WORK ORDER: Among the lines below, tally those holding the string "apartment" and give the total only.

WORKING DATA:
_ _ _ _ _ _ _

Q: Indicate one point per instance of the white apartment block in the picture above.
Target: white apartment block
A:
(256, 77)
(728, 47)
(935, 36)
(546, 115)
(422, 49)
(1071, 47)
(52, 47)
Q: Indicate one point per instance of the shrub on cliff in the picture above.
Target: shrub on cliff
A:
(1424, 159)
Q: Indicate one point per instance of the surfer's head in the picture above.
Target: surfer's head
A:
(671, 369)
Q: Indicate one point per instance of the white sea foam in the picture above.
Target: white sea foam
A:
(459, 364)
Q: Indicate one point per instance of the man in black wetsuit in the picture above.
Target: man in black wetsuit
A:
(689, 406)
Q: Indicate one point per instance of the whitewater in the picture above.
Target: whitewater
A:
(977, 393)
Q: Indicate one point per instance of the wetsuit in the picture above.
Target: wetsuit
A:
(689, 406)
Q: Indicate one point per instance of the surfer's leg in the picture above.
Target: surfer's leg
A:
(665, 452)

_ _ _ _ _ _ _

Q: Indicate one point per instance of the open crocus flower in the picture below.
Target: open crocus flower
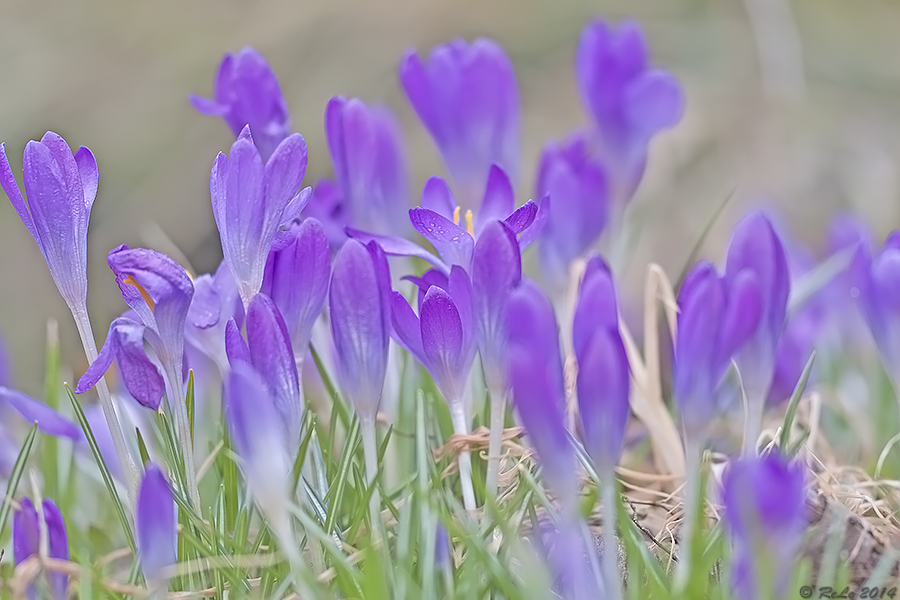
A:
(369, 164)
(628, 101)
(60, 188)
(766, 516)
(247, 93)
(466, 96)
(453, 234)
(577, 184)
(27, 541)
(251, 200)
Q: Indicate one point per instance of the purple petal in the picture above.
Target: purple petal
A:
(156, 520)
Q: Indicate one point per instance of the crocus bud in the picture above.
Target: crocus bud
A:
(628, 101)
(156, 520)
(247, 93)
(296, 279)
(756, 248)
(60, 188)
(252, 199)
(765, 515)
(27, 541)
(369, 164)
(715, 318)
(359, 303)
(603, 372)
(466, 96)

_ _ _ _ _ _ _

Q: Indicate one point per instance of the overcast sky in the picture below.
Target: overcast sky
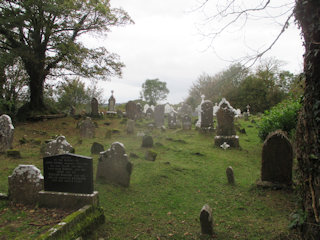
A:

_ _ _ _ _ _ _

TASK ANSWER: 2